**** Teks Hasil Ekstraksi ****

Sabtu, 06 Oktober 2012

profile ku...


Saya Bagian Dari Mereka, Dia, dan Indonesia


Terlahir dari seorang rahim ibu tepat tanggal 26 April 1993 di Rumah Sakit Bhayangkara Surabaya,  seorang bayi laki-laki diberi nama Dimas Nur Apri Yanto. Waktu semakin memotong perjalanan hidupnya, hingga sekarang bayi laki-laki itu duduk dibawah naungan institusi pendidikan universitas Airlangga dengan mainstream jurusan Sastra Indonesia sejak awal 2011 setelah dia menempuh pendidikan dari SD Negeri Sumorame Sidoarjo berlanjut di SMP Negeri 1 Candi Sidoarjo, dan akhirnya berlabuh ke daerah Surabaya ketika bangku SMA menyambut kedatangannya dan terusirkan oleh bencana Lumpur Lapindo hingga memaksakan dirinya untuk berhijrah ke pendidikan di Surabaya.
Teralhir tanpa seorang bapak di samping ibunya, Dimas tetap mampu merasakan kehangatan seorang bapak. Ketika dirinya telah sah menjadi warga bumi, bapaknya telah masuk rumah sakit dan mengalami koma sejak awal ibunya persiapan melahirkan dirinya. 7 hari sudah Dimas kecil menjadi warga bumi dan saat itu pula bapaknya telah melepaskan status warga buminya. Bapaknya pergi meninggalkan dirinya dan ibunya. “Sakit kanker paru-paru, ya itulah benda jahat yang memisahkan kami”, tambahnya.

****

Daftar Tugas:
**1)** Sebutkan semua sekolah dan kampus yang disebut namanya dalam teks profil di atas.
**2)** Salin persis bagian teks profil di atas yang dimulai dengan kata-kata "Saya Bagian Dari" dan berakhir dengan "pendidikan di Surabaya.".
**3)** Jawab pertanyaan berikut berdasarkan teks profil di atas.
(a) Di rumah sakit mana Dimas lahir?
(b) Sejak kapan Dimas kuliah di jurusan Sastra Indonesia?
(c) Berapa hari setelah Dimas lahir bapaknya meninggal?

**** Materi yang Diberikan ****

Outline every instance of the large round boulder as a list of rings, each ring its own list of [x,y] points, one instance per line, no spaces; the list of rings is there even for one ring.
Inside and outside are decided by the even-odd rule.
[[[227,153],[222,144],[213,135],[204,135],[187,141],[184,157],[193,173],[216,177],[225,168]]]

****

Jawaban Tiap Tugas:
**1)**
SD Negeri Sumorame Sidoarjo
SMP Negeri 1 Candi Sidoarjo
Universitas Airlangga

**2)**
Saya Bagian Dari Mereka, Dia, dan Indonesia


Terlahir dari seorang rahim ibu tepat tanggal 26 April 1993 di Rumah Sakit Bhayangkara Surabaya,  seorang bayi laki-laki diberi nama Dimas Nur Apri Yanto. Waktu semakin memotong perjalanan hidupnya, hingga sekarang bayi laki-laki itu duduk dibawah naungan institusi pendidikan universitas Airlangga dengan mainstream jurusan Sastra Indonesia sejak awal 2011 setelah dia menempuh pendidikan dari SD Negeri Sumorame Sidoarjo berlanjut di SMP Negeri 1 Candi Sidoarjo, dan akhirnya berlabuh ke daerah Surabaya ketika bangku SMA menyambut kedatangannya dan terusirkan oleh bencana Lumpur Lapindo hingga memaksakan dirinya untuk berhijrah ke pendidikan di Surabaya.

**3)**
(a) Di Rumah Sakit Bhayangkara Surabaya.
(b) Sejak awal 2011.
(c) 7 hari.